WHAT YOU SHOULD DO:
Determine how many lines in the entries below contain the string "foreground", with case counting. Give only the number.

(Entries from a data source)
********************
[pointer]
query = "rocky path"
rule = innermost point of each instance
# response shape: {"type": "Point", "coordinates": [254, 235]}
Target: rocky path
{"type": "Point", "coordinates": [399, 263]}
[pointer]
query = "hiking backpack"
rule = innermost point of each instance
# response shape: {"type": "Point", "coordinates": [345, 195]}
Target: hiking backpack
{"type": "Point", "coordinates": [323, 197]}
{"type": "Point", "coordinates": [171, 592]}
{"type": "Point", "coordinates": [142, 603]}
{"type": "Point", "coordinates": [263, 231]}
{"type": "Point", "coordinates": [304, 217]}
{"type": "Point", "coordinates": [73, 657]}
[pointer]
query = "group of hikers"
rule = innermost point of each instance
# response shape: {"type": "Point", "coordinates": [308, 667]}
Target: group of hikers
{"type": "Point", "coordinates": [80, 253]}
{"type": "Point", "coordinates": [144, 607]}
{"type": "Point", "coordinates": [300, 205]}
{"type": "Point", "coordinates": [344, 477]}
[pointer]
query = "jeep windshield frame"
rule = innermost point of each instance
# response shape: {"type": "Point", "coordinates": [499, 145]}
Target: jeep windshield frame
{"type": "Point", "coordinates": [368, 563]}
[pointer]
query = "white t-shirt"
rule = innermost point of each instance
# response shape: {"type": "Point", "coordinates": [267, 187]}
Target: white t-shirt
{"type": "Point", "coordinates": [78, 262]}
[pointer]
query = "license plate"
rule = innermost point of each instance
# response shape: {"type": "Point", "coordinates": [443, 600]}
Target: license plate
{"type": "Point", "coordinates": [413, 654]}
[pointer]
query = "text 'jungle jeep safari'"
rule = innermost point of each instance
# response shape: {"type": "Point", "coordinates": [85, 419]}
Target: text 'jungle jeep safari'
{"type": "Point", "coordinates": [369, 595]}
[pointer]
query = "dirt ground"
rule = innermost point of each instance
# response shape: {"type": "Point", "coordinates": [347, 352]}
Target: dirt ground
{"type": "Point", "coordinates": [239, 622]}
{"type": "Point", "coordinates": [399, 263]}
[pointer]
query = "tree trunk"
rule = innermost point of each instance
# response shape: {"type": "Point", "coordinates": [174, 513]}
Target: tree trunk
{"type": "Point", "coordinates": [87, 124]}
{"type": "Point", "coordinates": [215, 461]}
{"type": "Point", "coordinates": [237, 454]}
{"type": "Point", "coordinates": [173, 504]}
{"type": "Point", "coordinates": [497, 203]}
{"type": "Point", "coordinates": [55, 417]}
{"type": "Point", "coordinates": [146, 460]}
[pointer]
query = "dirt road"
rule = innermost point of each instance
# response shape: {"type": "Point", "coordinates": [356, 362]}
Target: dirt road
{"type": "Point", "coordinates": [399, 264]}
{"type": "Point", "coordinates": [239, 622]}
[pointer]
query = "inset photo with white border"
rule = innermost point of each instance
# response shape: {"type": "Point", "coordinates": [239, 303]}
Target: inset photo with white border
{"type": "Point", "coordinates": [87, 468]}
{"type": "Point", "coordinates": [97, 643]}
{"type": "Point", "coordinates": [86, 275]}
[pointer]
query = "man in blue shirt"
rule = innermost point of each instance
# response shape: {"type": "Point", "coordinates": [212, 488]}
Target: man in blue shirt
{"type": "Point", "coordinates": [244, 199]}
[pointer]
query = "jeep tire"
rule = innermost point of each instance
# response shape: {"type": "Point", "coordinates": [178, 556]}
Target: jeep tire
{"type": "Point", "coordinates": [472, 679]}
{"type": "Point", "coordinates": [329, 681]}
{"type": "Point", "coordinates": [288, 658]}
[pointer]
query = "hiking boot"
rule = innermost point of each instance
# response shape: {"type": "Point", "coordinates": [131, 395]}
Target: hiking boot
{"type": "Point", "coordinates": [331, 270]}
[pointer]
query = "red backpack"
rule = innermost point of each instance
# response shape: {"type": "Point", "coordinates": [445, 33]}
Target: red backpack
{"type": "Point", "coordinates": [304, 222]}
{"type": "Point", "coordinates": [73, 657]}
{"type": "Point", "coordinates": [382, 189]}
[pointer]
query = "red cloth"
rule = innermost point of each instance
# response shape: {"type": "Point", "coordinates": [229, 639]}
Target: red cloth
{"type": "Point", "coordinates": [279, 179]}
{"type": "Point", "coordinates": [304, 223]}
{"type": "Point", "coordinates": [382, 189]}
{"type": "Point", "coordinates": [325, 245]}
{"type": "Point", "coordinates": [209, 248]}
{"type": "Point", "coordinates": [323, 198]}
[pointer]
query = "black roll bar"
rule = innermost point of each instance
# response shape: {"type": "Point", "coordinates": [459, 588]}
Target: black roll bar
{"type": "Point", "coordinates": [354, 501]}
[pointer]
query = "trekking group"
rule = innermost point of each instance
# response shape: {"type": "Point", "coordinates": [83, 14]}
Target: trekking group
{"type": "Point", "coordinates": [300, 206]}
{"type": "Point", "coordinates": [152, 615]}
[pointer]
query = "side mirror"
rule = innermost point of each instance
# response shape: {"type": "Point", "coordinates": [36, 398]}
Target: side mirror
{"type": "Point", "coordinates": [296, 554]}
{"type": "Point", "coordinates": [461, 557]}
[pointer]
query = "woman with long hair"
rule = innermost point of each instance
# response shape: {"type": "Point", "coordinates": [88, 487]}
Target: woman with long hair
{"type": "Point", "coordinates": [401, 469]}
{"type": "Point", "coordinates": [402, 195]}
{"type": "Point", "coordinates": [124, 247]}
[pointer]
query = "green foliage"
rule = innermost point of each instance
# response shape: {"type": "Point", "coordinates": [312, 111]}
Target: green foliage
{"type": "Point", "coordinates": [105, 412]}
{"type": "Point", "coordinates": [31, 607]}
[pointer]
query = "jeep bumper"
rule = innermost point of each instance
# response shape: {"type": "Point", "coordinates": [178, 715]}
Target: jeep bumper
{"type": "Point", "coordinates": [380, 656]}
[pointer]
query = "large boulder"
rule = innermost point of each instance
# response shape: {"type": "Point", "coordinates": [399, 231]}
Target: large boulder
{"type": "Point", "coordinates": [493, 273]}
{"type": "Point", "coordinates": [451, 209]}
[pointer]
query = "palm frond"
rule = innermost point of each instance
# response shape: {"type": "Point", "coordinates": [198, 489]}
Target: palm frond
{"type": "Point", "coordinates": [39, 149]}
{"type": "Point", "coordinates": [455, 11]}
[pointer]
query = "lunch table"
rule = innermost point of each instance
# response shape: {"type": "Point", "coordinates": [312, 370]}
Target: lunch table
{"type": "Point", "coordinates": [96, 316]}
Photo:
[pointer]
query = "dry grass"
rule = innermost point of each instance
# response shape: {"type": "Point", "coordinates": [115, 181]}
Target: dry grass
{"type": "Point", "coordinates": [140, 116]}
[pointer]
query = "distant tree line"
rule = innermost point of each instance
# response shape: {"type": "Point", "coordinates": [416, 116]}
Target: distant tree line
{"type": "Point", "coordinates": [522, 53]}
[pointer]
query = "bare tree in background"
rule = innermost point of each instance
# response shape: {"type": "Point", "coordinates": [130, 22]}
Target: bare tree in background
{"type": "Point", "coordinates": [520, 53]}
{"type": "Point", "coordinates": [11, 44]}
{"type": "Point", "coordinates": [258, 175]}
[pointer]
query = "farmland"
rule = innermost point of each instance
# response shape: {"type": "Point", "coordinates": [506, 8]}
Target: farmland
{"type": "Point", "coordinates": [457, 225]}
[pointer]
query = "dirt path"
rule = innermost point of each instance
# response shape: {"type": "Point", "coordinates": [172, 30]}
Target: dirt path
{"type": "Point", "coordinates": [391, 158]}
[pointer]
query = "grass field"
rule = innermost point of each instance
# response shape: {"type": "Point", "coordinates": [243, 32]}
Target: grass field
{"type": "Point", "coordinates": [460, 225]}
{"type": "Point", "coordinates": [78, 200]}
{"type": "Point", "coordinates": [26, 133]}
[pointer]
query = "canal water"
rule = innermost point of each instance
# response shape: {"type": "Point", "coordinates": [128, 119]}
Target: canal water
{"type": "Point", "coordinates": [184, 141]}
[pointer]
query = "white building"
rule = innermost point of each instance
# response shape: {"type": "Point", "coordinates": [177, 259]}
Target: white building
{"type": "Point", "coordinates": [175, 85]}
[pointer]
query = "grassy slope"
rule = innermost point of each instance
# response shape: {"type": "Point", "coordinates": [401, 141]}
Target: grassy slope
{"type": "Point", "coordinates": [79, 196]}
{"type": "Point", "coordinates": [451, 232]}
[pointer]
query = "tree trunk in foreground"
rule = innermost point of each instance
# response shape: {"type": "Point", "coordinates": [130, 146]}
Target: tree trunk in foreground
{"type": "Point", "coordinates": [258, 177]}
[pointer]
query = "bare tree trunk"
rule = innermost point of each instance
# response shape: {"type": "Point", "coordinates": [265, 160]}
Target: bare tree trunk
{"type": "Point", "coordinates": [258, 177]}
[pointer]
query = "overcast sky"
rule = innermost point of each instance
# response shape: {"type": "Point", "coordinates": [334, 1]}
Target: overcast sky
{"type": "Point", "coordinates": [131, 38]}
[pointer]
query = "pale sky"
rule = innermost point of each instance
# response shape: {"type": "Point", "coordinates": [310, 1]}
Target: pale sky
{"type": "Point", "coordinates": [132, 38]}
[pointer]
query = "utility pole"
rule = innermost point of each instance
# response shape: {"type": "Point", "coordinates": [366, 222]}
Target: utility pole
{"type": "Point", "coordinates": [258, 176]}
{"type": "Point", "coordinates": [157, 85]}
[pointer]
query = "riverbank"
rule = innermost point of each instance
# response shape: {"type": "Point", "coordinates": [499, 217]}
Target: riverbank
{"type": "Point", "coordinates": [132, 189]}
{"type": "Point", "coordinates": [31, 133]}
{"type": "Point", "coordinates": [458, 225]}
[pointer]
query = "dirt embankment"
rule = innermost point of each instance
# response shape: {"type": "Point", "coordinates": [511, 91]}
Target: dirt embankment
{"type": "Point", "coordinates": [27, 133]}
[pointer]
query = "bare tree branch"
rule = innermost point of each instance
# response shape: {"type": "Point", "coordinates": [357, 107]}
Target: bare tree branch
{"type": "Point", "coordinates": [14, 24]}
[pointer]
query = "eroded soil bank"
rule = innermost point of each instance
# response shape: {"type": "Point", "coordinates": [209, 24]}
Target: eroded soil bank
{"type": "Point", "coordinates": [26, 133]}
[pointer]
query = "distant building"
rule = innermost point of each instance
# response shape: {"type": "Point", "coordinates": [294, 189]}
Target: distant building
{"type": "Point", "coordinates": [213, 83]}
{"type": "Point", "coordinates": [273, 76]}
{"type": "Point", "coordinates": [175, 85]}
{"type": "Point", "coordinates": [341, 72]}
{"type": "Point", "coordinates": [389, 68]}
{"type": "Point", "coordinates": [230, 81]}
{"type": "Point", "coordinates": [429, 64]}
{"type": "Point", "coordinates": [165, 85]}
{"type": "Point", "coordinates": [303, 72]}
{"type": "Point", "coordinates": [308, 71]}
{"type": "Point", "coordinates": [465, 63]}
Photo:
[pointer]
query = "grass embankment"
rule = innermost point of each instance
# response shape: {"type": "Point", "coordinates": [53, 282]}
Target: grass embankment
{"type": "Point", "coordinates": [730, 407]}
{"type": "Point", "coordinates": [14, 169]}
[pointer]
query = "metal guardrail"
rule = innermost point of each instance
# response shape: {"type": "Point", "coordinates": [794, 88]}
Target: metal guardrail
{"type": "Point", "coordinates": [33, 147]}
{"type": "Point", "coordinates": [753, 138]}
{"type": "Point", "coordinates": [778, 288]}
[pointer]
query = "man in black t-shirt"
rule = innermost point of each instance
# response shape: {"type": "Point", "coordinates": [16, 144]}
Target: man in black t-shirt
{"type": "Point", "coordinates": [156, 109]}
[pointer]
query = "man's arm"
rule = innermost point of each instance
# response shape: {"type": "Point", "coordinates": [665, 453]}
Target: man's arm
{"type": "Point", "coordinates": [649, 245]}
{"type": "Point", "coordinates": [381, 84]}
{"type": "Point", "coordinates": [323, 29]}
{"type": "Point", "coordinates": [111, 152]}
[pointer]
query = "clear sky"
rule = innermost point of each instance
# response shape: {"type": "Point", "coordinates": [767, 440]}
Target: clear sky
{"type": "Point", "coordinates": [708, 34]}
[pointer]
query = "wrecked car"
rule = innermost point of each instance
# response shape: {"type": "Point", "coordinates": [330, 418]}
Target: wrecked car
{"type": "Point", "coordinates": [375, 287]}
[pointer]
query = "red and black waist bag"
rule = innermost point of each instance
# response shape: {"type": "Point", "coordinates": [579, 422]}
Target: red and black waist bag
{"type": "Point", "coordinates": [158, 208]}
********************
EXERCISE RESPONSE:
2